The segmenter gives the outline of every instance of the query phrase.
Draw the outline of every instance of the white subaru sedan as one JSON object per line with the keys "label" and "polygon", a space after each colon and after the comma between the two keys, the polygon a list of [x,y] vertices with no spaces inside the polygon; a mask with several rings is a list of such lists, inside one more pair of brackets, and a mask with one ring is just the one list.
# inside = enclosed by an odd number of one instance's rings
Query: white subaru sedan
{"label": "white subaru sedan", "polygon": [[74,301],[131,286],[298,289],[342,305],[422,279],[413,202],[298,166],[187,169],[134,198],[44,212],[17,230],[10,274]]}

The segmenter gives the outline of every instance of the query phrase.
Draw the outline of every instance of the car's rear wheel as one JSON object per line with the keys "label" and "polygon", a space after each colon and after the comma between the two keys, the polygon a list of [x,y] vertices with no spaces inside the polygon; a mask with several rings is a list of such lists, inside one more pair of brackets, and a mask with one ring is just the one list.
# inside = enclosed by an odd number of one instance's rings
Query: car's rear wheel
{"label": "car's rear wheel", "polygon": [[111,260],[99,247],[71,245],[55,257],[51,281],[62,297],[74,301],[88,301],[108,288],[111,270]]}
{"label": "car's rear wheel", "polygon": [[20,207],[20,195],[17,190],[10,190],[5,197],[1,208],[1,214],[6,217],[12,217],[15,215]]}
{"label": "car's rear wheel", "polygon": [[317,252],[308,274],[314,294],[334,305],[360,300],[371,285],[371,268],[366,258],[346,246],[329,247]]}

○ ○ ○ ○ ○

= REQUIREMENTS =
Write out the whole listing exactly.

= TASK ANSWER =
The segmenter gives the outline of every instance of the query phrase.
Draw the outline of every instance of the white subaru sedan as one JSON object per line with the keys "label" and "polygon", a space after each colon and after the comma between the two keys, the polygon a list of [x,y] vertices with no spaces inside the polygon; a mask with several rings is a list of such lists, inside one more pair of brackets, and a mask with one ring is just the one list.
# inside = enclosed by an odd number of one instance's rings
Query: white subaru sedan
{"label": "white subaru sedan", "polygon": [[74,301],[131,286],[298,289],[342,305],[422,279],[413,202],[298,166],[187,169],[134,198],[44,212],[17,230],[10,274]]}

The segmenter gives the outline of every instance of the query phrase.
Draw the outline of every instance of the car's rear wheel as one JSON object per line with the keys "label" and "polygon", a space after each colon and after the comma between the two keys, the polygon a list of [x,y] vertices with no spaces inside the polygon; a mask with several rings is a list of such lists, inside one more pair of brackets, and a mask with one ring is just the one list.
# inside = enclosed by an odd number of one instance's rings
Query: car's rear wheel
{"label": "car's rear wheel", "polygon": [[111,260],[99,247],[71,245],[55,257],[51,281],[62,297],[74,301],[88,301],[108,288],[111,270]]}
{"label": "car's rear wheel", "polygon": [[20,207],[20,195],[17,190],[10,190],[5,197],[1,208],[1,214],[6,217],[12,217],[15,215]]}
{"label": "car's rear wheel", "polygon": [[317,252],[308,274],[314,294],[334,305],[360,300],[371,285],[371,268],[366,258],[346,246],[329,247]]}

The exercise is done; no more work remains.